━━━ Provided text ━━━

In the summer of 1995, Susan Smith was tried in Union, South Carolina, for drowning her two young sons. Before the trial, Smith was examined by a psychiatrist to determine her competency to stand trial.(1) Two South Carolina newspapers, the State in Columbia and the Greenville News, asked presiding judge William Howard to release copies of the report on Smith prepared by the state Mental Health Department.(2)
Although Judge Howard had the report sealed, State reporter Twila Decker obtained it and reported its conclusion that Smith was sane and competent to stand trial but that she suffered from severe depression. When Judge Howard asked Decker for the source of her news report, she told him she had "a contract with the source not to reveal their identity." Jay Bender, the newspaper's attorney, asserted Decker's rights under South Carolina's shield law,(3) enacted in 1993 to protect journalists from being compelled to disclose confidential information. Stating that the right under the shield law was not absolute, Judge Howard found Decker in contempt of court.(4)
Several weeks later in a Los Angeles courtroom, Judge Lance A. Ito upheld the rights of two journalists under the California shield law to refuse to reveal their confidential news sources during the double-murder trial of O.J. Simpson.(5) Tracie Savage, a reporter for KNBC in Los Angeles, used unnamed sources for a premature report that DNA tests suggested victim Nicole Brown Simpson's blood was found on the defendant's sock.(6)
In addition Joseph Bosco, a freelance writer, published a report in Penthouse magazine that a police officer, who was not named, had shopped around the premature DNA report until he found a taker.(7) Both Savage and Bosco asserted their rights under the California. shield law to maintain confidences.(8)
Simpson's defense attorneys requested the identity of the confidential sources to aid them in their case. However, in applying the shield law, Judge Ito rule that the record in the case did not support a finding that the disclosure of the identities of the confidential sources would materially assist the defendant. Although the California shield law is stated in absolute terms, Judge Ito's ruling relies heavily on a state supreme court precedent, which says that a criminal defendant seeking to overcome a news person's immunity under the shield law need not show a reasonable possibility that the information will lead to his exoneration but need only show a reasonable possibility that it will materially assist in his defense.(9)
While the South Carolina law is titled a qualified privilege, the California law is considered to be absolute. The results in the preceding cases would tend to support those conclusions. But are these shield laws so distinct in character that they can be easily classified as absolute or qualified? The mere fact that 29 state legislatures acted independently in creating these protections would suggest otherwise.
The researchers set out to examine shield law content as a means of determining the relative strength of the individual statutes. As a first step toward accomplishing this objective, this study will recount the origins of such laws in this country beginning with the enactment of the first in 1896 and going beyond the Branzburg v. Hayes decision. Next, the article will review the literature that has grown in the area of the journalist's privilege and analyze the textual contents and characteristics of the state shield laws. This analysis of shield law provisions will be used to gauge the relative textual strength of the privilege in individual states. The results of this examination should be useful to scholars, commentators, legal and journalism practitioners and legislators who encounter the privilege or who may wish to consider the uses and applications of a privilege statute in the future.

━━━ Recorded data ━━━

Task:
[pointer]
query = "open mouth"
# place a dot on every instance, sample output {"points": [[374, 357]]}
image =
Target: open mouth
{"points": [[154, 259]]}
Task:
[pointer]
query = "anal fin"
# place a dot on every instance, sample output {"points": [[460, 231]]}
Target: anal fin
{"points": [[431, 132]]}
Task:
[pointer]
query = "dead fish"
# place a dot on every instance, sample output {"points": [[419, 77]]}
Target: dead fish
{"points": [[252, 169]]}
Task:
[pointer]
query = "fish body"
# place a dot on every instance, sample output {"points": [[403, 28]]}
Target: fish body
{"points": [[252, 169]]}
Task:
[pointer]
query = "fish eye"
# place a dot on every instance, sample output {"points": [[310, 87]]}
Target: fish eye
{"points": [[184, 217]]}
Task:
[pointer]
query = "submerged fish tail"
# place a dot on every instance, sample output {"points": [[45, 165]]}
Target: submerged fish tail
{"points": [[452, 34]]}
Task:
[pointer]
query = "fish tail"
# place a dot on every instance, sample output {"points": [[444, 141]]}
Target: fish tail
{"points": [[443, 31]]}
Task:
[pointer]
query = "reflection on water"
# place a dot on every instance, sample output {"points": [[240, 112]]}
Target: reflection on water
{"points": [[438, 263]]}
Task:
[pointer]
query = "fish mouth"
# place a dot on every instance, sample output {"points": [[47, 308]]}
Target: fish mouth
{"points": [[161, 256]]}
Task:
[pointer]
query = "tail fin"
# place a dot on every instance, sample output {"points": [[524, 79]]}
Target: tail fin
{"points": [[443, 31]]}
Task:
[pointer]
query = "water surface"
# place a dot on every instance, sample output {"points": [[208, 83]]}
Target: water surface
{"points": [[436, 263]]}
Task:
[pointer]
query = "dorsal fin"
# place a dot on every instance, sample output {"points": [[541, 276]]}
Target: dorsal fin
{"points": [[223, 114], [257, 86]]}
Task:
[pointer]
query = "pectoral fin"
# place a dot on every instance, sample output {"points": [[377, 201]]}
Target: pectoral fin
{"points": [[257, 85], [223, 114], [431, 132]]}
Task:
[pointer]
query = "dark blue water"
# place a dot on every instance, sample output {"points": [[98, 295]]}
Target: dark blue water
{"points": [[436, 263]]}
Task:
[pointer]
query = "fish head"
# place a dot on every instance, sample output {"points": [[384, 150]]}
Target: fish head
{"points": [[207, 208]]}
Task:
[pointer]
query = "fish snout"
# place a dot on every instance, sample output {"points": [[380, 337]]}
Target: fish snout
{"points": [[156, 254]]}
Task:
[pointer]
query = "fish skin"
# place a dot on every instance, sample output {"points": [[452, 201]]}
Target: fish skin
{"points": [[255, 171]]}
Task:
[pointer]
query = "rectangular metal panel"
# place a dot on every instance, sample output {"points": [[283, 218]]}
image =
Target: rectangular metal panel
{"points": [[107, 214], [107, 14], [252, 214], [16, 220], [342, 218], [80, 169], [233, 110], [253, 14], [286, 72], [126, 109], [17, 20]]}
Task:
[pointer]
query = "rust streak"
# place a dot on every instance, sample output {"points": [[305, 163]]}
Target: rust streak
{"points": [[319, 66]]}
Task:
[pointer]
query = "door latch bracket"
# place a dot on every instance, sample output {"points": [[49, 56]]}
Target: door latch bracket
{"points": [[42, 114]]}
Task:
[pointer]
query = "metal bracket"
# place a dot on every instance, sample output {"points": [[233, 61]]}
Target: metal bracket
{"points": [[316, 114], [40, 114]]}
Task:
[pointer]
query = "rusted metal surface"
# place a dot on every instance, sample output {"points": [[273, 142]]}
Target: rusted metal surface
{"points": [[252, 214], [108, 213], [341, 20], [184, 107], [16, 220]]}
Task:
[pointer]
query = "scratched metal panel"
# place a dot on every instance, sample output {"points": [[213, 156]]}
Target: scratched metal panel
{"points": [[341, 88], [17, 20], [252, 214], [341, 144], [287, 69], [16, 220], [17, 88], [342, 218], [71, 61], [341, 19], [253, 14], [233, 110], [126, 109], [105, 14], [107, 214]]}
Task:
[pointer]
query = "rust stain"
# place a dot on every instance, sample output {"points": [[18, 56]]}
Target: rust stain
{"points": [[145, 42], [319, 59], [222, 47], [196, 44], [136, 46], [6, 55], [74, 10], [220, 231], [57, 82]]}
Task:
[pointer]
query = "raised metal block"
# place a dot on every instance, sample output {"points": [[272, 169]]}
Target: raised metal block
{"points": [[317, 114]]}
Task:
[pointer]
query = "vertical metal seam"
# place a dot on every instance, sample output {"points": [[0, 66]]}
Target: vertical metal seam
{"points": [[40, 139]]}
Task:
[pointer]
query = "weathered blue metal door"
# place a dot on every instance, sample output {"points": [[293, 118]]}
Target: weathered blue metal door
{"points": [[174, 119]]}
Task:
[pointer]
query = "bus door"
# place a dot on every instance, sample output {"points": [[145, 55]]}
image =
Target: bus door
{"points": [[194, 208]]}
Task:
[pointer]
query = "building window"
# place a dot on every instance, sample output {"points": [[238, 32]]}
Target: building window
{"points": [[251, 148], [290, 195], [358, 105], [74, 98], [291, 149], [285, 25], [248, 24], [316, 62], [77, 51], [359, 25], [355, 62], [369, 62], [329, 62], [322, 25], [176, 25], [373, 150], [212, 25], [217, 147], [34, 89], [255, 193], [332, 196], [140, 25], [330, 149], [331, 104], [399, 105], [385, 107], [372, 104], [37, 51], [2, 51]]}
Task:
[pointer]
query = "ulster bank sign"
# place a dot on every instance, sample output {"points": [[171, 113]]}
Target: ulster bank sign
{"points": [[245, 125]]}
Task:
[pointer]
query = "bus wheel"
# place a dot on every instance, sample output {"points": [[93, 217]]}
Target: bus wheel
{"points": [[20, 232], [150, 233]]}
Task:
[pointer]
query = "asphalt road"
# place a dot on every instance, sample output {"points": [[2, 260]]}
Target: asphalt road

━━━

§ Aim of the task
Translate this sentence from the shield law article into Spanish: "While the South Carolina law is titled a qualified privilege, the California law is considered to be absolute." These entries are separate material, unrelated to the shield law article.

§ Your response
Mientras que la ley de Carolina del Sur se denomina un privilegio calificado, la ley de California se considera absoluta.